Second, appellant was aware that her initial April 1999 case plan required her to participate in family therapy. She refused to do so. The case plan was revised in March 2000 to condition appellant’s participation on the approval of R.L.M. and B.V.M.’s therapist, who informed appellant that individual therapy was a prerequisite to family therapy. Appellant rejected multiple referrals to individual therapists. She began individual therapy with her own therapist in October 2000, six months after the county petitioned for termination of parental rights. By the end of the trial, appellant had not made substantial progress in her individual therapy. Appellant did not maintain contact with the Wilder parenting program, and the parenting support group that she chose to attend did not include child participation.
Third, the county arranged for appellant to meet with three individual therapists who had offices in St. Paul, where appellant lives, to alleviate transportation difficulties and to facilitate completion of her therapy. Instead, appellant chose a therapist located in Brooklyn Center and did not tell the county that she had transportation problems. Appellant’s case manager testified that, if she had, the county could have provided cab services or bus passes.
--*--
__REQUIRED ACTION__
Could you extract, word for word, the portion of the passage about the appellant's case plan and therapy from "Second, appellant was" to "include child participation."?

Referring expression pointing data:
--*--
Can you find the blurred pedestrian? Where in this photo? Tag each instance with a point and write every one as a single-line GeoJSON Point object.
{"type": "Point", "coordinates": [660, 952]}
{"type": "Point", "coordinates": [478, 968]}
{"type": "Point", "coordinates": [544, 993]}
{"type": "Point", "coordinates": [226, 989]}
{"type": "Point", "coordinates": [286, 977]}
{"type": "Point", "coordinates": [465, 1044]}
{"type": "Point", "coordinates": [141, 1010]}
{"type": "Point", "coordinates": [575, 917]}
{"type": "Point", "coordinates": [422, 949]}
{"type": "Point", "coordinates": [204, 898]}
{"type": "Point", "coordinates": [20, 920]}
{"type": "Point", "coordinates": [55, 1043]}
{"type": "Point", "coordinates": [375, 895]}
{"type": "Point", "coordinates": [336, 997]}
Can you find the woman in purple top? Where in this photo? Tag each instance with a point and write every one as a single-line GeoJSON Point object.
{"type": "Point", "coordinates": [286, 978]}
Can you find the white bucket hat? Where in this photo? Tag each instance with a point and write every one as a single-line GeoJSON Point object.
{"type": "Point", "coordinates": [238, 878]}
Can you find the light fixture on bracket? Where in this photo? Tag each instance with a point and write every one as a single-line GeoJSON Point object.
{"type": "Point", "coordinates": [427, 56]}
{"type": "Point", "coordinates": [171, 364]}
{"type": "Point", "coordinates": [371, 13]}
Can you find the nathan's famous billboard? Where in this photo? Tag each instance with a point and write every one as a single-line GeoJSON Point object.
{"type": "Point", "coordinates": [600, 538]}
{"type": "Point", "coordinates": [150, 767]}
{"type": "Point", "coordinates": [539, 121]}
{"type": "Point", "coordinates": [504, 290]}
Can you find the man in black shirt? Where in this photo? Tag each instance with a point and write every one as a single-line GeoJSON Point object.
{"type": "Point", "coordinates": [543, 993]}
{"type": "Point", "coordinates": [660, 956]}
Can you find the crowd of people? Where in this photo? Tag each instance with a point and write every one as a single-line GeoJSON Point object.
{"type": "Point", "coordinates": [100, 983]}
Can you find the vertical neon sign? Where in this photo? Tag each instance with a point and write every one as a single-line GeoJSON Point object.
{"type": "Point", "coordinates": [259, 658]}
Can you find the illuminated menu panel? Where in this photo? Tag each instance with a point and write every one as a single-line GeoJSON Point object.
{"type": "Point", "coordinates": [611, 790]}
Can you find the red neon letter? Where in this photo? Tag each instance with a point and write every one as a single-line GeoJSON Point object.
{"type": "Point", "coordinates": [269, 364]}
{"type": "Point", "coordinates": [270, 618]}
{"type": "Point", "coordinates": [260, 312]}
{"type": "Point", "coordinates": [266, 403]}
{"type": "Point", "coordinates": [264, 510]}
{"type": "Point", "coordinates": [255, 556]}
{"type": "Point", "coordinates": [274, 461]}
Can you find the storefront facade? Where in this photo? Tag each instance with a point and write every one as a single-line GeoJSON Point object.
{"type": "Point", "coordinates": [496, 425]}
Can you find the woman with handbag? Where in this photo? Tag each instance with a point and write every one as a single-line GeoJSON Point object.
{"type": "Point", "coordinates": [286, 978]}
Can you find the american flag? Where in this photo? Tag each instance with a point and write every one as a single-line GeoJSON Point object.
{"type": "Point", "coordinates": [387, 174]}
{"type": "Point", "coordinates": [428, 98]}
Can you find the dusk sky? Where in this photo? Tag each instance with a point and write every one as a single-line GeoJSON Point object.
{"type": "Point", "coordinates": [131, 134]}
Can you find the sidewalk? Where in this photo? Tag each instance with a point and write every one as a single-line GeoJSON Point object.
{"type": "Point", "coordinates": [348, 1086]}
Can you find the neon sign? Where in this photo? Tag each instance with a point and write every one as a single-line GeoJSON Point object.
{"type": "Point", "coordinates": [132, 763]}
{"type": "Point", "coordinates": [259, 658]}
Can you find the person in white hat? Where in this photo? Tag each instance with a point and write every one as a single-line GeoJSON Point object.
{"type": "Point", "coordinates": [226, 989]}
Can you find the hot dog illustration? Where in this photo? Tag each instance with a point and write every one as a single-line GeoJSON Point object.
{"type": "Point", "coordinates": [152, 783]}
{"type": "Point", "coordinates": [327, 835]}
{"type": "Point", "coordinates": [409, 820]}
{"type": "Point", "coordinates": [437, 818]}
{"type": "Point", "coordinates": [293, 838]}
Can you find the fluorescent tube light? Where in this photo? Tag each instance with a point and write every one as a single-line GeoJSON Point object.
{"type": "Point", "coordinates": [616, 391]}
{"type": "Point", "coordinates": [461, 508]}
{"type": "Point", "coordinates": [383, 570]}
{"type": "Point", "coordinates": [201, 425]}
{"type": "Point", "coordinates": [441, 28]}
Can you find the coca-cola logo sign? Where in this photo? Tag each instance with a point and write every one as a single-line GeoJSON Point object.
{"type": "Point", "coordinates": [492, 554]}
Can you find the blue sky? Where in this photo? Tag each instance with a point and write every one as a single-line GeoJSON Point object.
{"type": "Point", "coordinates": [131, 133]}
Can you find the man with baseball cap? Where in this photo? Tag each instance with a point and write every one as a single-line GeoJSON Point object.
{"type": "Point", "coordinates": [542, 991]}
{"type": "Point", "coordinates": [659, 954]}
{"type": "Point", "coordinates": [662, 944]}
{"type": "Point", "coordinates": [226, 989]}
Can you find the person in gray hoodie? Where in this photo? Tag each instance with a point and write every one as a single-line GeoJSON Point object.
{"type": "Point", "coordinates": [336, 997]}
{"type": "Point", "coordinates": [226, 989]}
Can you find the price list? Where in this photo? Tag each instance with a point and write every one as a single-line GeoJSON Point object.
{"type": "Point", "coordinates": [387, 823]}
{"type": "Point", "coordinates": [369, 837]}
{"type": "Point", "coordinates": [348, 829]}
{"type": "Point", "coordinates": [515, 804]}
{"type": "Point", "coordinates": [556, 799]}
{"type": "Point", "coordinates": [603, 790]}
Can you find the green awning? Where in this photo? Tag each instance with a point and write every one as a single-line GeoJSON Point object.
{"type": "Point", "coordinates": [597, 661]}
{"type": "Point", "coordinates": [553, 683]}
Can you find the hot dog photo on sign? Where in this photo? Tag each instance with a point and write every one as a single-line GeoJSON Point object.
--*--
__ANSWER SECTION__
Second, appellant was aware that her initial April 1999 case plan required her to participate in family therapy. She refused to do so. The case plan was revised in March 2000 to condition appellant’s participation on the approval of R.L.M. and B.V.M.’s therapist, who informed appellant that individual therapy was a prerequisite to family therapy. Appellant rejected multiple referrals to individual therapists. She began individual therapy with her own therapist in October 2000, six months after the county petitioned for termination of parental rights. By the end of the trial, appellant had not made substantial progress in her individual therapy. Appellant did not maintain contact with the Wilder parenting program, and the parenting support group that she chose to attend did not include child participation.